#### Quoted passage
────────────────
Two new analytics engine startups — both based in Israel — are announcing launches, one day apart. Yesterday, Varada unveiled its data platform, which follows a beta period of some length. And this morning, Firebolt is announcing its cloud data warehouse as a service, as well as a $37 million Series A financing round, with participation from Zeev Ventures, TLV Partners, Bessemer Venture Partners and Angular Ventures.
The two startups’ platforms target similar workloads and run exclusively on Amazon Web Services at present. But their technology approaches differ in important ways.
Varada, founded by alumni of XtremIO, takes a data virtualization approach, using the open source Presto query engine for data source connectivity and basic query services. But Varada uses a combination of caching and machine learning-based optimizations to accelerate performance. It also uses multiple types of indexes (including even Lucene indexes for text-based data) to mitigate the need for doing huge file scans. Varada says its platform automatically chooses the most effective index for each “nano block” (Varada’s name for the sub-units of columnar data storage) based on the data content and structure.
In a demo for ZDNet, Varada showed side-by-side queries between it and Amazon Athena, which also uses Presto. The two platforms ran the same queries, on the very same data files in Amazon S3, with several queries executing two orders of magnitude faster on Varada, and even one exception to that being over 30x faster. While one would expect a vendor-controlled demo to show that vendor’s platform in a positive light, this was still impressive.
But beyond speed, Varada’s use of indexes means it needed to scan much less data than did Athena. And since Athena bills based on scanned data volume, this isn’t just a matter of elegance, but a truly cost-saving feature. Varada also says it offers “glass box” visibility into workload performance and cluster utilization, with the platform optimizing workloads for their customer-configured priority and budget. In addition, Varada says that, using machine learning, the platform elastically adjusts the compute and storage cluster.
────────────────
#### The input
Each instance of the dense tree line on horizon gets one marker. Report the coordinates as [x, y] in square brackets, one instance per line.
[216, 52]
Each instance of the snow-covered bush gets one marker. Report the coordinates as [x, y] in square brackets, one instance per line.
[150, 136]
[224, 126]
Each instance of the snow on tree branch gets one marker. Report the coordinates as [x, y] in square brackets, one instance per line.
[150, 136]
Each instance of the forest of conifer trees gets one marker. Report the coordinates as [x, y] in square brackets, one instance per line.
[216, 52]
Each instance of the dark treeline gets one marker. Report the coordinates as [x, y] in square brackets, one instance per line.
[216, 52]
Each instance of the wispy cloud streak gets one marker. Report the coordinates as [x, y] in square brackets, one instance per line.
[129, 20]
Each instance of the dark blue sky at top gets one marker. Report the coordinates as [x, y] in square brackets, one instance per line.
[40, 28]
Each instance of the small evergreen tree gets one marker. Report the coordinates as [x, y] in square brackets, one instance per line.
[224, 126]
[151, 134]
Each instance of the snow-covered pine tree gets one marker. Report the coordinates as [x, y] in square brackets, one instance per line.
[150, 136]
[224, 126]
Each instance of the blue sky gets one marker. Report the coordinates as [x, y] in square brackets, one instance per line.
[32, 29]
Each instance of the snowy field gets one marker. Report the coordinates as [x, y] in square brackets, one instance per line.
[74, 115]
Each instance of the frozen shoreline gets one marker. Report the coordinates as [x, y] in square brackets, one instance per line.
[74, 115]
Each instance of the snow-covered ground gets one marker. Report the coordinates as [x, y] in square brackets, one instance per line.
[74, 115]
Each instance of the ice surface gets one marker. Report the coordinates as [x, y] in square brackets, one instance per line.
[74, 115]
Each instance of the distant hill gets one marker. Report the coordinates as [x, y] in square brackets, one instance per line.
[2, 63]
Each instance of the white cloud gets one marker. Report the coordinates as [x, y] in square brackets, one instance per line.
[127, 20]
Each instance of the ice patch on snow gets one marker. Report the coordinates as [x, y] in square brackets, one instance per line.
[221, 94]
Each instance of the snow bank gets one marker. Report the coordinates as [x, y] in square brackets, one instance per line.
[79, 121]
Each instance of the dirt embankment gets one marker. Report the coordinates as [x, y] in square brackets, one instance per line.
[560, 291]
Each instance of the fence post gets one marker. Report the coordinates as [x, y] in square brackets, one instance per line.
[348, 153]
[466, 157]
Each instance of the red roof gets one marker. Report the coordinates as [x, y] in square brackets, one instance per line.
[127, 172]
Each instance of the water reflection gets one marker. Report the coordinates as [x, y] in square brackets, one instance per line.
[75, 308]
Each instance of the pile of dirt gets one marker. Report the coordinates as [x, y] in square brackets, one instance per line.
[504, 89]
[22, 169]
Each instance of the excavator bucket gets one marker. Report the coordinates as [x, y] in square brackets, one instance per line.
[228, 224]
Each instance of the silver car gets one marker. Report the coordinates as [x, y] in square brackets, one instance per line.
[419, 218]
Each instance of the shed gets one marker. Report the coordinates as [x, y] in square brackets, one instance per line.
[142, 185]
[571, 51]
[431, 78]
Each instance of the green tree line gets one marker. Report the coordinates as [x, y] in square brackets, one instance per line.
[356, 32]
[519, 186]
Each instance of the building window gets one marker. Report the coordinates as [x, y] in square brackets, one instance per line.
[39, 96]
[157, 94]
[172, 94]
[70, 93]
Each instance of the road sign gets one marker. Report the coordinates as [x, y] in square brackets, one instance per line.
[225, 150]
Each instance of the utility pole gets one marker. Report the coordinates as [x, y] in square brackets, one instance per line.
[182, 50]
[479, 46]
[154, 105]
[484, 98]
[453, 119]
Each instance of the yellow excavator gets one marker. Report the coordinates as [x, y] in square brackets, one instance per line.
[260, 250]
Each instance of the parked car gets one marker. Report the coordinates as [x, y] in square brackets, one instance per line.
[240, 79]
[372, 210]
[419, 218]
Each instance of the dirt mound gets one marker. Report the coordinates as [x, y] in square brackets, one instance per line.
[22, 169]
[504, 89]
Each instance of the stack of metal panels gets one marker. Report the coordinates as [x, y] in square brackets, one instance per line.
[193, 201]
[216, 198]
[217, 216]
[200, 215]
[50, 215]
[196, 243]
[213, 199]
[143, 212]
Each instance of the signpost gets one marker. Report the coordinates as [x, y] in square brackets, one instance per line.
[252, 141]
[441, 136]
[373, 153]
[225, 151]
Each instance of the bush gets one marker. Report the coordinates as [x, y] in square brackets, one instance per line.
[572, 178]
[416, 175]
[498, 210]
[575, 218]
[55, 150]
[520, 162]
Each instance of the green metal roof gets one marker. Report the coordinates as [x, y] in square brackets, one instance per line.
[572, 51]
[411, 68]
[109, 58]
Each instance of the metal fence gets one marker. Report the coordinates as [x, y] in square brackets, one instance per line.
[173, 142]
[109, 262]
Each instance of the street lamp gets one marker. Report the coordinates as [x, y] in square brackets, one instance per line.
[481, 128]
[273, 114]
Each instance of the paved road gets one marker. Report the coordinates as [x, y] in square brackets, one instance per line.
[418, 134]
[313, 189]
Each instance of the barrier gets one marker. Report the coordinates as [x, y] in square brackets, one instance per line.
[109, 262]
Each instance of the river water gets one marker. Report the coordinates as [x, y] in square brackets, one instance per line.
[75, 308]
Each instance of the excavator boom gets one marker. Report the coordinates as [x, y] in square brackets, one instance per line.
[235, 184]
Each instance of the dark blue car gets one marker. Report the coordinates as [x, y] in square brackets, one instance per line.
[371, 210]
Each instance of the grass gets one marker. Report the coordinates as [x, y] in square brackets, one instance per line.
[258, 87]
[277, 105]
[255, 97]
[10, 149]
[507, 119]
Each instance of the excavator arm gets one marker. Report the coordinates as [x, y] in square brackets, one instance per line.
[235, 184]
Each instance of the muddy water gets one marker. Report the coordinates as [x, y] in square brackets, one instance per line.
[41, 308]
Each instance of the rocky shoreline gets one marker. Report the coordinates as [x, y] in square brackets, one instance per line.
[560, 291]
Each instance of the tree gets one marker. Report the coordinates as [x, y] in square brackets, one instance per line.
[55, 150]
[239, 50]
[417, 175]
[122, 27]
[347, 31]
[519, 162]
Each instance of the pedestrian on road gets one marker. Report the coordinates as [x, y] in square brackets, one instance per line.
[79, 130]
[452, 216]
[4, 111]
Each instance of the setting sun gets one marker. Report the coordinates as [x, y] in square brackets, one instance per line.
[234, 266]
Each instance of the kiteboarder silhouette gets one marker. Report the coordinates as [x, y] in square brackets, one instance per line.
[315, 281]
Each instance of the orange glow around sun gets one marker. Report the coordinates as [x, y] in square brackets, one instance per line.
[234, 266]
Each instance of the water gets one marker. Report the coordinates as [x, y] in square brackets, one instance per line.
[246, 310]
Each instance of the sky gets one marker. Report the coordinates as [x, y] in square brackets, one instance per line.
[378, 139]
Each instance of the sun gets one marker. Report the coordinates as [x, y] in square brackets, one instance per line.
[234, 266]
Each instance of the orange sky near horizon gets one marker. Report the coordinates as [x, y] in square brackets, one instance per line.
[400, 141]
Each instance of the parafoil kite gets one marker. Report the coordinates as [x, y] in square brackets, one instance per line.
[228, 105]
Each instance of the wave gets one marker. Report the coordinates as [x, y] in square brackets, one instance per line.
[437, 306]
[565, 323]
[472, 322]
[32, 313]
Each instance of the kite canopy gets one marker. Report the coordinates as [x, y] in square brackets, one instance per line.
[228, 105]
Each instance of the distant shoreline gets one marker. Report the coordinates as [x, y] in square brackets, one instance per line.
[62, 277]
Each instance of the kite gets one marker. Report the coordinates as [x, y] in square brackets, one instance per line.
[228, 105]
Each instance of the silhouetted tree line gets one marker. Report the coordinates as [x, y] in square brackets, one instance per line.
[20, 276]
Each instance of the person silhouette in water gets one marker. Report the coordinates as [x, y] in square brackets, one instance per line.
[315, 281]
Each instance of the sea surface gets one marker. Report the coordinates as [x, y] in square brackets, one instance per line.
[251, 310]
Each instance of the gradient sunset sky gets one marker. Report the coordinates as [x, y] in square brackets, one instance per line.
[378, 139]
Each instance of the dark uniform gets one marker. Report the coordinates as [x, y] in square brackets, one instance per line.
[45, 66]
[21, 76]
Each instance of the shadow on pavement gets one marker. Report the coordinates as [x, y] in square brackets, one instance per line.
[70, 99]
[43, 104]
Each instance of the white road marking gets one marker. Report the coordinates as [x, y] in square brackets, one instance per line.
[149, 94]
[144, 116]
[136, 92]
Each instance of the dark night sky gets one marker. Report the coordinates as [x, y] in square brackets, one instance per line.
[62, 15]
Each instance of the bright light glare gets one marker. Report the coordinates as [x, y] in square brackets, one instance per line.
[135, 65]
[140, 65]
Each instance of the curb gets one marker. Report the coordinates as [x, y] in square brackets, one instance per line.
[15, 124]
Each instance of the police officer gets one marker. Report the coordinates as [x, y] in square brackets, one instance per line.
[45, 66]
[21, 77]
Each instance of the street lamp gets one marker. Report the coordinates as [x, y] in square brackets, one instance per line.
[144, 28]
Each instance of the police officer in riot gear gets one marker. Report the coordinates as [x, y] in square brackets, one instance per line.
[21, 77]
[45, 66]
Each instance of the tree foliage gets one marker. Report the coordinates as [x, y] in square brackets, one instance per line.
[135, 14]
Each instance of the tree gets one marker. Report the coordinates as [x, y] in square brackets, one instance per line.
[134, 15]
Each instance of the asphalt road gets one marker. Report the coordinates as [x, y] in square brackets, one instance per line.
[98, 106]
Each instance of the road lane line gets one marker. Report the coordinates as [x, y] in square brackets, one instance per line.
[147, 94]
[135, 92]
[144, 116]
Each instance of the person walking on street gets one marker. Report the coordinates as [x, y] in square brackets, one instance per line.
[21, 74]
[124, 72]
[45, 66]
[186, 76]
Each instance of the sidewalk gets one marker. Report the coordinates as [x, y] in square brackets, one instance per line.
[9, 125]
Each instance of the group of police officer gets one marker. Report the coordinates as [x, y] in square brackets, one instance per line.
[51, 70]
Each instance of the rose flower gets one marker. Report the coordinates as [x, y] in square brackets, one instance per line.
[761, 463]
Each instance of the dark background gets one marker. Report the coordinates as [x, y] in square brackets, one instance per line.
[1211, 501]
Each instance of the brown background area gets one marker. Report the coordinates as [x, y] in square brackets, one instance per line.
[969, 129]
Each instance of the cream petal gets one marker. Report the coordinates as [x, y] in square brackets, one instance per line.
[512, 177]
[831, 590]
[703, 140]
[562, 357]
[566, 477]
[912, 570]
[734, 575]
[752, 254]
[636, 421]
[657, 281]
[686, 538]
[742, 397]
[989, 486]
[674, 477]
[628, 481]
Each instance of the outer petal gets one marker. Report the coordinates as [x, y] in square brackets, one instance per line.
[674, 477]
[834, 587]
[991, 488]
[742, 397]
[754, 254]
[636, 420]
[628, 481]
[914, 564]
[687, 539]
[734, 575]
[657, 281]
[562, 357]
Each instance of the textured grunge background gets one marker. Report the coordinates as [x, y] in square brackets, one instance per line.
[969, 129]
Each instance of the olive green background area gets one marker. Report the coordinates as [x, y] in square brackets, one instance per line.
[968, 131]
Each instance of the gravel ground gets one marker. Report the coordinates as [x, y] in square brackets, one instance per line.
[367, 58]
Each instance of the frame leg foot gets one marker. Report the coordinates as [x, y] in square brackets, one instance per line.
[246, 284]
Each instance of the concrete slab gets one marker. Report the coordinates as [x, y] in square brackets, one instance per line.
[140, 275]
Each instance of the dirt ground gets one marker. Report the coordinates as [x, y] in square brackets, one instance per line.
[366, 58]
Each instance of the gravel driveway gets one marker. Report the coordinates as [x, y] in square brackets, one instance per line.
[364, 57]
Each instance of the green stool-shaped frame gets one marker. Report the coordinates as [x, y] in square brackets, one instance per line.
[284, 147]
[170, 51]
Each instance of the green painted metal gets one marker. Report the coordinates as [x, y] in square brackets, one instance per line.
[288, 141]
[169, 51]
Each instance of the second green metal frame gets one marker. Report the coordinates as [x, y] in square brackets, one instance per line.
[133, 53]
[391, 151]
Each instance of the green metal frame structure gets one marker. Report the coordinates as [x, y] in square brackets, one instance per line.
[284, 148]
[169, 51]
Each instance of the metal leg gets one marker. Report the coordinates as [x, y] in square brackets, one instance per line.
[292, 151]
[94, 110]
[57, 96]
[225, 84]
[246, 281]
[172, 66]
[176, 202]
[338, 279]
────────────────
#### What you need to do
1. How many lines in the listing contain the word "frame"? Reply with the number alone.
2. Can you continue the article on the Israeli analytics startups Varada and Firebolt, starting right after its last sentence?

#### Answers by task
1. 4

2.
Firebolt: Beyond the cache
Firebolt is led by Eldad Farkash who served as co-founder and CTO at Sisense (also founded in Israel) from 2004 to 2018. Farkash’s background is influenced by the work of researchers at Centrum Wiskunde & Informatica in the Netherlands, and their MonetDB project. That database pioneered the use of columnar storage, vector processing and utilizing the CPU cache, in addition to RAM, for query acceleration; Sisense’s engine took a similar approach. Firebolt leverages the CPU cache as well, but that’s not its headline architectural feature.
Firebolt’s philosophy is that the Parquet columnar file format, now relied upon by most data lake technologies, while innovative, isn’t sufficient to support lightning-fast queries. Its combination of columnar and partitioned storage can be good for certain BI-style queries that happen to be aggregated by the column the file is partitioned upon (date for example). But when queries go outside that scope (for example, aggregating on geography or product), and can’t exploit the partitioning scheme, big file scans are required and performance can suffer significantly.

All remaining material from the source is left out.